Dataset entries =>
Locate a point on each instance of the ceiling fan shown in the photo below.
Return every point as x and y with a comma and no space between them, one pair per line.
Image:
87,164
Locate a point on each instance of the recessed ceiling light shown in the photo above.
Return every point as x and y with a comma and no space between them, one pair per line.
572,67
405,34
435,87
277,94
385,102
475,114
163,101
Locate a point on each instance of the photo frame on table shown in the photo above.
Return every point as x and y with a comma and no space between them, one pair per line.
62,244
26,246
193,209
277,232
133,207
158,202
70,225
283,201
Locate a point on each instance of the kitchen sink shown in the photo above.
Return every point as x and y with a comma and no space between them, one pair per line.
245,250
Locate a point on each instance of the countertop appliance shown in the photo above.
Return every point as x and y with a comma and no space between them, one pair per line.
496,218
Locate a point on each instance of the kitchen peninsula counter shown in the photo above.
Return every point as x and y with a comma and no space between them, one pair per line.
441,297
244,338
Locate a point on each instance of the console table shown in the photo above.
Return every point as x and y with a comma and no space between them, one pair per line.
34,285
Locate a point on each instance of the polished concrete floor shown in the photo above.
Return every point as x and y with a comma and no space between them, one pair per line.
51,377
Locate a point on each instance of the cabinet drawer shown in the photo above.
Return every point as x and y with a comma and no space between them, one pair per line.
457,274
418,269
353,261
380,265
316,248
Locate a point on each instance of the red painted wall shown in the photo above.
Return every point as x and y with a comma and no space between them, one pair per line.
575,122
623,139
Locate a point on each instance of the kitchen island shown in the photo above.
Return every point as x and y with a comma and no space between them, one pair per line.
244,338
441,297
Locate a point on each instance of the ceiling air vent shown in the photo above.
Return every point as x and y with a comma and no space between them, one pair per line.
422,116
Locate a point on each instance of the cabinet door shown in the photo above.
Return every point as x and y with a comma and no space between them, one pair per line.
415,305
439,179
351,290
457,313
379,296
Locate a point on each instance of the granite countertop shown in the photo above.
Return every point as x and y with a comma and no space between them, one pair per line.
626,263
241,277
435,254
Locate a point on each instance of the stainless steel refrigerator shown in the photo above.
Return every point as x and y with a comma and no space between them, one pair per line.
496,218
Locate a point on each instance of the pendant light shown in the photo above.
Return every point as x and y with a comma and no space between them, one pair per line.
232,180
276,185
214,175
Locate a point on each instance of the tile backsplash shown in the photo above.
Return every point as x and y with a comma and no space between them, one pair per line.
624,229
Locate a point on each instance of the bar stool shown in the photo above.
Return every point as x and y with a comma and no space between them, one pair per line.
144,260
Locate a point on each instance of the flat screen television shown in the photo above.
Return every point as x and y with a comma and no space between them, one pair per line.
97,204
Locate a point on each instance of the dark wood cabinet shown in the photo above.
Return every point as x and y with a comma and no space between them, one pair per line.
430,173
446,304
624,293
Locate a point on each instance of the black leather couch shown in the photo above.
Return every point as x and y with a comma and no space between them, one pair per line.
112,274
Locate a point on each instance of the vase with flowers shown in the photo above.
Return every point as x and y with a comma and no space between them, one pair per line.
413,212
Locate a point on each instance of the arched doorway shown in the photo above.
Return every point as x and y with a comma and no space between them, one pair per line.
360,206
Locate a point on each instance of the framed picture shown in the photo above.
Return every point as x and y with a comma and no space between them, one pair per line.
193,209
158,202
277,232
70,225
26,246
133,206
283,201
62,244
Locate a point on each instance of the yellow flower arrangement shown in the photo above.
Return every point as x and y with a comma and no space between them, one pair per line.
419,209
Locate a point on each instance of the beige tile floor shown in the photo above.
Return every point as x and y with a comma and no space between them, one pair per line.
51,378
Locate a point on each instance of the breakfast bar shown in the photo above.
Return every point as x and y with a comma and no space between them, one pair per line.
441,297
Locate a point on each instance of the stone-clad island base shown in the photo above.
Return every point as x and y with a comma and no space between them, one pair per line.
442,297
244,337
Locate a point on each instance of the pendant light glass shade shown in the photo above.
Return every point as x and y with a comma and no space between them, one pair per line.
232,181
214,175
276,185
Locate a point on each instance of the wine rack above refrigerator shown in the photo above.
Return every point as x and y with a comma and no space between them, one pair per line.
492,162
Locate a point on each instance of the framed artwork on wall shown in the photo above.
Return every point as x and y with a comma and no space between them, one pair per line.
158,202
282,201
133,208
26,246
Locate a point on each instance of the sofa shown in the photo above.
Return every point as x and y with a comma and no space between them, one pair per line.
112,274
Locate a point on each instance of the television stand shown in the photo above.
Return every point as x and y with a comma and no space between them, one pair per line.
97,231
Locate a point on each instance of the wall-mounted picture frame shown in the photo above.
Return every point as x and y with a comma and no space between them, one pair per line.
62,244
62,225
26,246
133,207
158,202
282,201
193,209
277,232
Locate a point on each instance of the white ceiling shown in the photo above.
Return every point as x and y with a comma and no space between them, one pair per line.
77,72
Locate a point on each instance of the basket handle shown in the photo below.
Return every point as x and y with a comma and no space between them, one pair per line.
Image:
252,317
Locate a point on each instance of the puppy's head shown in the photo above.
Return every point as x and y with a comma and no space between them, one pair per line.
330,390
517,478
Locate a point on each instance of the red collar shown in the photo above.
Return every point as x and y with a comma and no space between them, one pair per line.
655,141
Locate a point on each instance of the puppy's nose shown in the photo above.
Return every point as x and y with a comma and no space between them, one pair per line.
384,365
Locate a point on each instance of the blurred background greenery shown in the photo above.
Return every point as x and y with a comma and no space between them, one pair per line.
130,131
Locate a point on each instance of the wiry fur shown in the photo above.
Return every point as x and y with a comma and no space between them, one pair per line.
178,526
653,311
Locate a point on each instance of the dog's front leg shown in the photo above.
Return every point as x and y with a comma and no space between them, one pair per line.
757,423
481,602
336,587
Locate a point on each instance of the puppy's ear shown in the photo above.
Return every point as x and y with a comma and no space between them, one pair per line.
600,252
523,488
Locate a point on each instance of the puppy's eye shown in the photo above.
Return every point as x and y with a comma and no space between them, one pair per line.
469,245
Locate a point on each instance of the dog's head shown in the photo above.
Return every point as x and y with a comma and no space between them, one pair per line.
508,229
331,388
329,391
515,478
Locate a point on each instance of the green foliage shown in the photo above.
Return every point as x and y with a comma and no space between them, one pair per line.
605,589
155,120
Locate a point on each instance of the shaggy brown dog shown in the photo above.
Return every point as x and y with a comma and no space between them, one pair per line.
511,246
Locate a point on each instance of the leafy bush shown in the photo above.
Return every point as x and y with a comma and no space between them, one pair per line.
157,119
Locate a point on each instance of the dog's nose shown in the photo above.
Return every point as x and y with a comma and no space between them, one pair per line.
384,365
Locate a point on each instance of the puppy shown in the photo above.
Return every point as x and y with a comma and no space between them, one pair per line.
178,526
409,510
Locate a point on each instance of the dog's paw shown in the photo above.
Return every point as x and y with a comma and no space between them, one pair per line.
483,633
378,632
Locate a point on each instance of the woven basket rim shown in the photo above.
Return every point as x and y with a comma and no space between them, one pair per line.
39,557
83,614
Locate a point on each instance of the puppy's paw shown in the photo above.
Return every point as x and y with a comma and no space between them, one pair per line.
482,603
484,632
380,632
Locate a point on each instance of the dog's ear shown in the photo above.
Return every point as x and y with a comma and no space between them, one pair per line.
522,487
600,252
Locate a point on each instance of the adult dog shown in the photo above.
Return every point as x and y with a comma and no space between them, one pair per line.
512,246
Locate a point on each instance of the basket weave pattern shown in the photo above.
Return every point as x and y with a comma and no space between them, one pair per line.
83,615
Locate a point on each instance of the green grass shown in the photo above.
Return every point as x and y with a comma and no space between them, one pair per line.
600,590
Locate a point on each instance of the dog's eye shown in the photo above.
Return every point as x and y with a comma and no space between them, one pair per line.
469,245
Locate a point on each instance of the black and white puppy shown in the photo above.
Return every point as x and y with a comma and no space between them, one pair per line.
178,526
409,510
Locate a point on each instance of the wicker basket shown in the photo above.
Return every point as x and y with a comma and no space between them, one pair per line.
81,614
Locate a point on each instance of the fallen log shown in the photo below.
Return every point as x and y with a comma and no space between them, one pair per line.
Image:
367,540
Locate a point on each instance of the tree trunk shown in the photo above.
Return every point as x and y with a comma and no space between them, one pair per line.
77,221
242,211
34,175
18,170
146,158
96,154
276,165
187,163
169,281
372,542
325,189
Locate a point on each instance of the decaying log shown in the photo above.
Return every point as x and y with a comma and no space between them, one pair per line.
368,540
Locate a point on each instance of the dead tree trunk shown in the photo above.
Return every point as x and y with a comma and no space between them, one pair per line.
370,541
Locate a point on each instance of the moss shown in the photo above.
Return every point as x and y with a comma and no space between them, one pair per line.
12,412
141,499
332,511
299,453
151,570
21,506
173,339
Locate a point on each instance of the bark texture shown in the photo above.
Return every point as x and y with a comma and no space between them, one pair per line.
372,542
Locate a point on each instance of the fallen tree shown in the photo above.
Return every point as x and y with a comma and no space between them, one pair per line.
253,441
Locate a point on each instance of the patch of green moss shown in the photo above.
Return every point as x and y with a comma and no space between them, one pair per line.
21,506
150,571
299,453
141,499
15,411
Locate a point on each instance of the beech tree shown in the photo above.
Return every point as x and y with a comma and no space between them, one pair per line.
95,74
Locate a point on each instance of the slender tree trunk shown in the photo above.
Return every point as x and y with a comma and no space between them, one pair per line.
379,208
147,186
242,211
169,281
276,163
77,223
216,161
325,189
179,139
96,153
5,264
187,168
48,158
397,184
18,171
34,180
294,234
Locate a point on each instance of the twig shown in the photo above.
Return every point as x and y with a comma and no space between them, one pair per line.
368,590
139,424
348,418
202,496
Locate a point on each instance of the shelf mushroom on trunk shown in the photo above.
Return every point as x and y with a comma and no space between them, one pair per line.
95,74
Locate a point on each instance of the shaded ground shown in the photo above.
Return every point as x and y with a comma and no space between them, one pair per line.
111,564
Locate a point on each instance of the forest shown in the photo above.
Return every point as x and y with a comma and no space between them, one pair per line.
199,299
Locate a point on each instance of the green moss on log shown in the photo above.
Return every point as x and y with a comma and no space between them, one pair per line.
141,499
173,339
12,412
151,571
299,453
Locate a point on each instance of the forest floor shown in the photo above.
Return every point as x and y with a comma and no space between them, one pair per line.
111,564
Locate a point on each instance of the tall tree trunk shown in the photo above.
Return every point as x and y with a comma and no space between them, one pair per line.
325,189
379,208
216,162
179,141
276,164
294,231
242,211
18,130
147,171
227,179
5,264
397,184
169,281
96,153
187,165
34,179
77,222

WORK INSTRUCTION =>
The answer should be only the number of lines in the data that include "framed".

EXPECTED ANSWER =>
2